→ **Exercise description**: Repeat back the entries that follow, keeping every word as it is.

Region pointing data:
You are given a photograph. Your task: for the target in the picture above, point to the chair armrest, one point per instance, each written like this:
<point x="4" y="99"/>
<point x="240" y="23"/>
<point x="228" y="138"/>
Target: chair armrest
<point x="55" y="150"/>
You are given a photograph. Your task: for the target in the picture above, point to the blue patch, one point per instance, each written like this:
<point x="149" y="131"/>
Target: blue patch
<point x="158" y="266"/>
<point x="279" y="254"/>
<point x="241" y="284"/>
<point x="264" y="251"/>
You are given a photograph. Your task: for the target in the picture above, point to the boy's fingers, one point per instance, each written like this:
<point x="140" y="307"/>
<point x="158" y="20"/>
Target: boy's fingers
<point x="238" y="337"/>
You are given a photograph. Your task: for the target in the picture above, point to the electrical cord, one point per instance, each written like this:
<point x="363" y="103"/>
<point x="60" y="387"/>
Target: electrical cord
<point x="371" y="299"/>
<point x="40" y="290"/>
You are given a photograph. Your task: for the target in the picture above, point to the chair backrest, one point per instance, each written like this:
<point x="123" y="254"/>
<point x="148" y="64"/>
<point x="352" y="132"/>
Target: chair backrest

→ **Task answer**:
You are given a photograph. Your task: for the target in the picture above, point to the chair armrest, one point per instance, each written like this:
<point x="4" y="99"/>
<point x="240" y="23"/>
<point x="228" y="138"/>
Target: chair armrest
<point x="55" y="150"/>
You are given a photograph. Your task: for the target in the picture above, point to the blue patch, one point per instance, each written like this:
<point x="149" y="131"/>
Target: blue patch
<point x="158" y="266"/>
<point x="279" y="254"/>
<point x="241" y="284"/>
<point x="264" y="251"/>
You are given a photograph. Your task: for the target in the picture above, point to the boy's fingers, one point per instance, each written like this:
<point x="140" y="307"/>
<point x="158" y="20"/>
Target: boy's fingers
<point x="238" y="337"/>
You are given a photograph. Your task: for the target in the picture above, point to the electrical cord, one point per instance, each written like this:
<point x="363" y="103"/>
<point x="60" y="387"/>
Target: electrical cord
<point x="371" y="299"/>
<point x="40" y="290"/>
You are given a photograph. Your task: for the target in the picture above, point to the chair backrest, one point per instance, each written like this:
<point x="123" y="254"/>
<point x="148" y="64"/>
<point x="352" y="132"/>
Target: chair backrest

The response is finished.